** Work required **
The lines to be copied run from the one containing "Objective — one dot on each instance of the desert" to the end of the material below; reproduce them exactly, including both ends, and nothing more.

** Supplied records **
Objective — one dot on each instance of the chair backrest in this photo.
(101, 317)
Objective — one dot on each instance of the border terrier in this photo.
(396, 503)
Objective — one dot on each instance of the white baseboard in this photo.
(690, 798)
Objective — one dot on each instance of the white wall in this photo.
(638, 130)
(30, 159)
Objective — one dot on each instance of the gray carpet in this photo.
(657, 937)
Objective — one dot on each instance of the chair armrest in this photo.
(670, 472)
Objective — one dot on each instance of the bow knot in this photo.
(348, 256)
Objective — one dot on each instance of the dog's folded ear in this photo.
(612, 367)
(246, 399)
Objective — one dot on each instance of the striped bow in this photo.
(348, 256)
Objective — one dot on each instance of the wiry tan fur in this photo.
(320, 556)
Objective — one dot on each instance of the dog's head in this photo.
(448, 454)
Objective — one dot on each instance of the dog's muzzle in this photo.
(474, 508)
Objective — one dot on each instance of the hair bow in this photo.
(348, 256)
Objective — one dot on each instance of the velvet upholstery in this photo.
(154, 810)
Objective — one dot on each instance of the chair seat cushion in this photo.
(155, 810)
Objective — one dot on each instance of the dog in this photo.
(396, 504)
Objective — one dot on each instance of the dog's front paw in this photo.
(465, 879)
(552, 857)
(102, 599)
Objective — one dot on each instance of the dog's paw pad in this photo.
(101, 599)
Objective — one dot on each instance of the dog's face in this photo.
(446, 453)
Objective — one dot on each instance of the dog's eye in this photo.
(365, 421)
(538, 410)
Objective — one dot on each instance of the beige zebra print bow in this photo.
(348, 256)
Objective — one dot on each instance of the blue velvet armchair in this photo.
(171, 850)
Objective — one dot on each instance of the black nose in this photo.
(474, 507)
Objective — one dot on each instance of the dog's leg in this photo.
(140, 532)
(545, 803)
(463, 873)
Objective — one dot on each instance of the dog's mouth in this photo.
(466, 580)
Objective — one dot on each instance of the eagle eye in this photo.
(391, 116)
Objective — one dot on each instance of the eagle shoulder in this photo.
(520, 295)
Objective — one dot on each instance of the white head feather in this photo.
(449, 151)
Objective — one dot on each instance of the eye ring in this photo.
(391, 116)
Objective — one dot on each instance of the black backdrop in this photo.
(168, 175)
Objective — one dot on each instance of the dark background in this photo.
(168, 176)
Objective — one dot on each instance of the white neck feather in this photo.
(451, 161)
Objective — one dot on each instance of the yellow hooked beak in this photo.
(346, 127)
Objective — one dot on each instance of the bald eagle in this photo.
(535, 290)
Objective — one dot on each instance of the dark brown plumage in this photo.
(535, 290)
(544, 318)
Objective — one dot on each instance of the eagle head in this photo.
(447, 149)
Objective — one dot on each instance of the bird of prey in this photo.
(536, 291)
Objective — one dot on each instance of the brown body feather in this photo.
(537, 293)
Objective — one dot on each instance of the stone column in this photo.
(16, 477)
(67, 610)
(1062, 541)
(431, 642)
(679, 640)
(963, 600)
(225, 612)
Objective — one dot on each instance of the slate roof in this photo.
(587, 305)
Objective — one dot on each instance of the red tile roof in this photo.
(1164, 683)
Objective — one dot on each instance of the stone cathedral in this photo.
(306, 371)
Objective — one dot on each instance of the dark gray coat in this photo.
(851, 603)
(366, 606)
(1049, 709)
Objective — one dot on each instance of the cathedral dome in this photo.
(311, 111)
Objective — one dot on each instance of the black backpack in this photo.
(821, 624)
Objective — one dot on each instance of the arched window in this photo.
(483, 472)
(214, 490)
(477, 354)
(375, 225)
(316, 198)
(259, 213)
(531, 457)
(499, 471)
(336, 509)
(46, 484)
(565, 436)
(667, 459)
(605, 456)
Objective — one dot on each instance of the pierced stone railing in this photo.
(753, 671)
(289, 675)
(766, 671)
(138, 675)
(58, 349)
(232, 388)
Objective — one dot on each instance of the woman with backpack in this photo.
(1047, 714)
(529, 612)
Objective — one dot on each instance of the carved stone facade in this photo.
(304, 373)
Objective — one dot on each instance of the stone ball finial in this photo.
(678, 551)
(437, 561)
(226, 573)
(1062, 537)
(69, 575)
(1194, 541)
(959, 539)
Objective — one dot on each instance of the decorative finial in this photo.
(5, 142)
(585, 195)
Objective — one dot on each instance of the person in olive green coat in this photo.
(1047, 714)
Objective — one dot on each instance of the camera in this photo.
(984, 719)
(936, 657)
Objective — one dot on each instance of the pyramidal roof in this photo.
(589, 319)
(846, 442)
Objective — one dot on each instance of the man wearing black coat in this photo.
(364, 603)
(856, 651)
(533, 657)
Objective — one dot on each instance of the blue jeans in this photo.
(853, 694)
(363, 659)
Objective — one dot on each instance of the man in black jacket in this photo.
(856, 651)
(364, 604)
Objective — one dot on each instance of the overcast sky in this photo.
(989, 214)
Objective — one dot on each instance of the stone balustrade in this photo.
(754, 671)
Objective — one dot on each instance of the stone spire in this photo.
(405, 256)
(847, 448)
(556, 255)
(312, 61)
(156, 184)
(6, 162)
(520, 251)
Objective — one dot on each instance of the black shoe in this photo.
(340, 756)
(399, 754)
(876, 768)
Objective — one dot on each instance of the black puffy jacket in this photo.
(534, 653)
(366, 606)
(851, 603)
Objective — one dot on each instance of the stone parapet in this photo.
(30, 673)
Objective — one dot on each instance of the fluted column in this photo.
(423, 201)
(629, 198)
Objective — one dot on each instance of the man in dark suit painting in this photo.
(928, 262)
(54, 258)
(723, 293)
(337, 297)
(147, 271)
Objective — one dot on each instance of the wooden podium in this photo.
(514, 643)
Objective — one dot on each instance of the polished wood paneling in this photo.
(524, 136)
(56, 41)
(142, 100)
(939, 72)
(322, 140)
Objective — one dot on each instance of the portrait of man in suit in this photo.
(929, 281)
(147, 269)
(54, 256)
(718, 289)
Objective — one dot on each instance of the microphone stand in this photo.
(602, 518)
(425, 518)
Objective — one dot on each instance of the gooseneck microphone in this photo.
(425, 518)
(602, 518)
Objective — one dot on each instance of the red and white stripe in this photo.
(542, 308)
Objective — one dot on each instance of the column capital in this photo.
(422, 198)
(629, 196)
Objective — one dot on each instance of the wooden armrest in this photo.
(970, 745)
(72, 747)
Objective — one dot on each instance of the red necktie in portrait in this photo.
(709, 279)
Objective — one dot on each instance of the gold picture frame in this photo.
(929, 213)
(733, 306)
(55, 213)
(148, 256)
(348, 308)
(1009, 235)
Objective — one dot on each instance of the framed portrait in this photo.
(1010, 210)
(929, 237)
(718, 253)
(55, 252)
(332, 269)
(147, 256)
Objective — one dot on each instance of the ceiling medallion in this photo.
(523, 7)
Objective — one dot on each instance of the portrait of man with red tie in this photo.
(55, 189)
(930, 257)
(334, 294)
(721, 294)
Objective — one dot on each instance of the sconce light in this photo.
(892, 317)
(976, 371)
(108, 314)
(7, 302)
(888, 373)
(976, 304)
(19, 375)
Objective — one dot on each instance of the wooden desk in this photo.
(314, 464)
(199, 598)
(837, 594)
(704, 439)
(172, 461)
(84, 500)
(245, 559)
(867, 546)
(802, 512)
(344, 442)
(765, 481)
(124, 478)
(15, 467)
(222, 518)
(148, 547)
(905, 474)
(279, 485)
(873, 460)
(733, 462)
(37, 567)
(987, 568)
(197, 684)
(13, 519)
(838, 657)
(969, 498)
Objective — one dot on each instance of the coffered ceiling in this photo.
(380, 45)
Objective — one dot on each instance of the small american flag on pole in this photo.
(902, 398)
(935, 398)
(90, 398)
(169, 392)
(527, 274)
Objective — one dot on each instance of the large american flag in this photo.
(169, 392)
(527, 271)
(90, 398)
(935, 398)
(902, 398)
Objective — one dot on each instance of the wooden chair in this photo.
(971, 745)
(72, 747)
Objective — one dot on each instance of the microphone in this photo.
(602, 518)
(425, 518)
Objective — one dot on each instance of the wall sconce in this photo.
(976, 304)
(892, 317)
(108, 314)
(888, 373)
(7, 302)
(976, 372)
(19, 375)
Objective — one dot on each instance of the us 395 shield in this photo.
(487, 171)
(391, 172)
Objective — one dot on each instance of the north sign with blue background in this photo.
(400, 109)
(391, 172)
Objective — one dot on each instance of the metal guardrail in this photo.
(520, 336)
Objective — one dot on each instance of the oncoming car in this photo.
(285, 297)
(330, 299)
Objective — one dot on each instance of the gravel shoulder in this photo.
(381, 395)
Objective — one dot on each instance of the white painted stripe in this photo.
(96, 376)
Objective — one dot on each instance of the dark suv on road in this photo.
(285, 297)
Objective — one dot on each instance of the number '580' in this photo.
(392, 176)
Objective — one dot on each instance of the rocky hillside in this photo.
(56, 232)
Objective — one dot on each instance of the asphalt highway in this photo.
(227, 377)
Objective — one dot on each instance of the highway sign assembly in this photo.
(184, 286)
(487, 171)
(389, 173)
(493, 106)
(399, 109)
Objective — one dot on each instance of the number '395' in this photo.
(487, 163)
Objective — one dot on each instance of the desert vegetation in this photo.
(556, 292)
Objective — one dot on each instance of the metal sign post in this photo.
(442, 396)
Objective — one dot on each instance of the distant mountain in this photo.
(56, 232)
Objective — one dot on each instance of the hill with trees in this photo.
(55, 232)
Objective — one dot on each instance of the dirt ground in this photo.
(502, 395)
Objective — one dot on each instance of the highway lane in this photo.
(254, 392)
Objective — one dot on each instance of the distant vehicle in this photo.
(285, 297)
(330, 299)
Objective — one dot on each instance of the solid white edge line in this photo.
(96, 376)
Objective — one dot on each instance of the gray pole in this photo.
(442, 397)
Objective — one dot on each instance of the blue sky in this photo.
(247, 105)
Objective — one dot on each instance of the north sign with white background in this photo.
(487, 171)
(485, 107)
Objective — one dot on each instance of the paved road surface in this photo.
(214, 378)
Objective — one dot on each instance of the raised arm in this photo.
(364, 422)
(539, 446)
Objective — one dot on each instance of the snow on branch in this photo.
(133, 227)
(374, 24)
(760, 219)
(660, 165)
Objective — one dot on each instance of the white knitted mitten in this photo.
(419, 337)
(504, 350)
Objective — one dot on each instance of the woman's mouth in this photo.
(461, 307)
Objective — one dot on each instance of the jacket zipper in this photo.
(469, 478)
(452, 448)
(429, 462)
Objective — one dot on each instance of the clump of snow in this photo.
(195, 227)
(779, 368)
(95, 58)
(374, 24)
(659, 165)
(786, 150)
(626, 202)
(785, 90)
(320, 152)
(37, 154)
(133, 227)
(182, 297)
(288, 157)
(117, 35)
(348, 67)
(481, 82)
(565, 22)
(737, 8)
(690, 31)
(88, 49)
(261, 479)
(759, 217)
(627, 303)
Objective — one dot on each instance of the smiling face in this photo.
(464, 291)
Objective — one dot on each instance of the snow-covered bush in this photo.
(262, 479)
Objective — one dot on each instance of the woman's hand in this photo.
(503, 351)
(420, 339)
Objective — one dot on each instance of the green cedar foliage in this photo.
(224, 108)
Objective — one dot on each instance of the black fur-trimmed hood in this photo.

** Output of the task **
Objective — one dot on each instance of the desert vegetation in this photo.
(556, 292)
Objective — one dot on each instance of the metal sign post in this photo.
(442, 396)
Objective — one dot on each instance of the distant mountain in this photo.
(56, 232)
Objective — one dot on each instance of the hill with trees in this photo.
(55, 232)
Objective — one dot on each instance of the dirt ground in this photo.
(502, 395)
Objective — one dot on each instance of the highway lane in this photo.
(254, 392)
Objective — one dot on each instance of the distant vehicle in this photo.
(285, 297)
(330, 299)
Objective — one dot on each instance of the solid white edge line in this photo.
(96, 376)
Objective — one dot on each instance of the gray pole in this photo.
(442, 397)
Objective — one dot on each instance of the blue sky in this photo.
(247, 105)
Objective — one dot on each instance of the north sign with white background in this photo.
(487, 171)
(485, 107)
Objective — one dot on each instance of the paved road surface in this photo.
(214, 378)
Objective — one dot on each instance of the raised arm in this photo.
(364, 422)
(539, 446)
Objective — one dot on each instance of the snow on branch in this photo.
(133, 227)
(374, 24)
(760, 219)
(660, 165)
Objective — one dot on each instance of the white knitted mitten in this photo.
(419, 337)
(504, 350)
Objective — one dot on each instance of the woman's mouth in this photo.
(461, 307)
Objective — one dot on each instance of the jacket zipper in this photo.
(469, 478)
(452, 448)
(429, 462)
Objective — one dot on each instance of the clump of snow in this photo.
(195, 227)
(779, 368)
(95, 58)
(374, 24)
(659, 165)
(786, 150)
(626, 202)
(785, 90)
(320, 152)
(37, 154)
(133, 227)
(182, 297)
(288, 157)
(117, 35)
(348, 67)
(481, 82)
(565, 22)
(737, 8)
(690, 31)
(88, 49)
(261, 479)
(759, 217)
(627, 303)
Objective — one dot on each instance of the smiling face in this photo.
(464, 291)
Objective — one dot on each instance of the snow-covered bush in this photo.
(262, 479)
Objective — one dot on each instance of the woman's hand in this photo.
(503, 351)
(420, 339)
Objective — one dot on each instance of the green cedar foliage in this photo.
(224, 108)
Objective — one dot on each instance of the black fur-trimmed hood in this photo.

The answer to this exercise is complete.